__Direction 1__
Answer these questions about the passage on Pluto and dreams:
(a) In the mythology of Greece and Rome, what was Pluto the Lord of?
(b) Where did the oracles of the ancients find truth?
(c) What did Carl Jung see?
**** Source excerpt ****
Pluto was in the mythology of Greece and Rome the Lord of the Underworld and the Underworld itself. A taker and a keeper of human souls, the master of hidden things, jealously guarding the miserable dead and the earthly treasures in his subterranean realm. A guardian equally of nightmares and desires, in anthropomorphic and topographic forms the symbolic subconscious of the ancient mind.

The oracles of the ancients found truth in dreams, the fulfillment of which often bore dangerous fruit, Sigmund Freud saw a realm where our hidden terrors and everyday anxieties became narratives of the inexplicable, sublime and ridiculous and monstrous, Carl Jung saw a kind of interconnected sea in which dwelt our shared ideas, Phillip K Dick and saw a space negotiated between minds, not necessarily only human, where the divine interconnected and interconnected with the ordinary, where creation came out of awareness, and awareness out of creation, where androids dreamed not only of electric sheep, but of the soul, and in so doing, perhaps obtained their desire, and taught us of our own. William Gibson saw in that space between the cold hard structures of an immeasurable data space, in its errors, its flaws, its detritus, its unplanned interactions, in what we might consider the fraught dream of the computer, the anxiety of the aware machine, a virtuality that could hold universes.
**** Exercise material ****
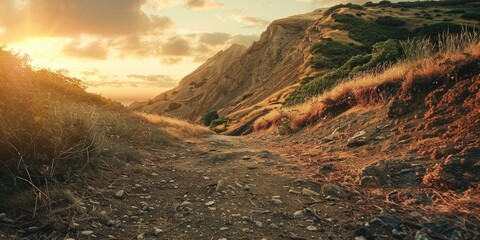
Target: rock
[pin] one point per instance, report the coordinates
(312, 228)
(308, 192)
(291, 191)
(273, 226)
(120, 194)
(421, 235)
(157, 231)
(298, 214)
(359, 139)
(276, 201)
(457, 172)
(86, 233)
(399, 234)
(265, 154)
(334, 190)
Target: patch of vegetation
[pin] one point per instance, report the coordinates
(365, 31)
(382, 52)
(390, 21)
(331, 54)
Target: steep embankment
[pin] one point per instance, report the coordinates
(301, 56)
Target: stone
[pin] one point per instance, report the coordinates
(157, 231)
(334, 190)
(120, 194)
(421, 235)
(86, 233)
(359, 139)
(298, 214)
(110, 223)
(312, 228)
(265, 154)
(308, 192)
(276, 201)
(291, 191)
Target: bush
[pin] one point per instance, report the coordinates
(331, 54)
(365, 31)
(209, 117)
(390, 21)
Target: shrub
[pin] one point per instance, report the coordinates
(209, 117)
(365, 31)
(471, 16)
(331, 54)
(390, 21)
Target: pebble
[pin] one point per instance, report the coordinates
(298, 214)
(87, 233)
(110, 223)
(291, 191)
(277, 201)
(312, 228)
(157, 231)
(308, 192)
(120, 194)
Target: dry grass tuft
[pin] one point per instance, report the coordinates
(175, 127)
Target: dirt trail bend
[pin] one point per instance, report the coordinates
(217, 187)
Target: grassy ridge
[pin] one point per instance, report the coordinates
(336, 60)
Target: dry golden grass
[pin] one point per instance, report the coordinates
(175, 127)
(372, 88)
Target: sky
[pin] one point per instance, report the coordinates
(132, 50)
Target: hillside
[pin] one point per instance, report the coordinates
(301, 56)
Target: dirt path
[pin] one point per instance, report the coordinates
(215, 188)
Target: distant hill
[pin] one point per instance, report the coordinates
(301, 56)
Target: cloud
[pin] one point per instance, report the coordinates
(69, 18)
(177, 46)
(91, 72)
(251, 21)
(202, 4)
(93, 50)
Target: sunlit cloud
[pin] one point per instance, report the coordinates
(251, 21)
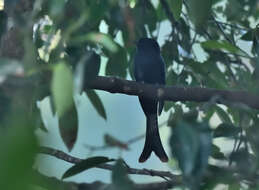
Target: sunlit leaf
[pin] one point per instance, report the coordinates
(98, 38)
(62, 88)
(221, 45)
(176, 6)
(226, 130)
(68, 127)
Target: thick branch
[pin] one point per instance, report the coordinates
(54, 183)
(174, 179)
(173, 93)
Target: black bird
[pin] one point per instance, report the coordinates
(149, 67)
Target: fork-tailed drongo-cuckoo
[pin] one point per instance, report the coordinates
(149, 67)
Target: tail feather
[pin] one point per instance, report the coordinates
(153, 141)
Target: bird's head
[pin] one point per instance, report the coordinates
(148, 44)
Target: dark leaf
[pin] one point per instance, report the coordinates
(85, 165)
(120, 178)
(117, 64)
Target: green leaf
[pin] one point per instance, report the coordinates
(224, 117)
(98, 38)
(199, 11)
(176, 6)
(9, 67)
(216, 153)
(62, 88)
(85, 165)
(20, 147)
(68, 127)
(97, 103)
(120, 178)
(114, 142)
(248, 36)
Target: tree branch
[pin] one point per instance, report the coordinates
(54, 183)
(173, 93)
(174, 179)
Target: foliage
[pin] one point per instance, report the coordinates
(67, 40)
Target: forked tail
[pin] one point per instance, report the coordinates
(153, 141)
****
__Direction 2__
Collect every line of the rows that contains the string "bird". Case counts.

__Written answer 1__
(a) The Underworld, and Pluto was also the Underworld itself.
(b) In dreams.
(c) A kind of interconnected sea in which dwelt our shared ideas.

__Written answer 2__
Target: black bird
Target: bird's head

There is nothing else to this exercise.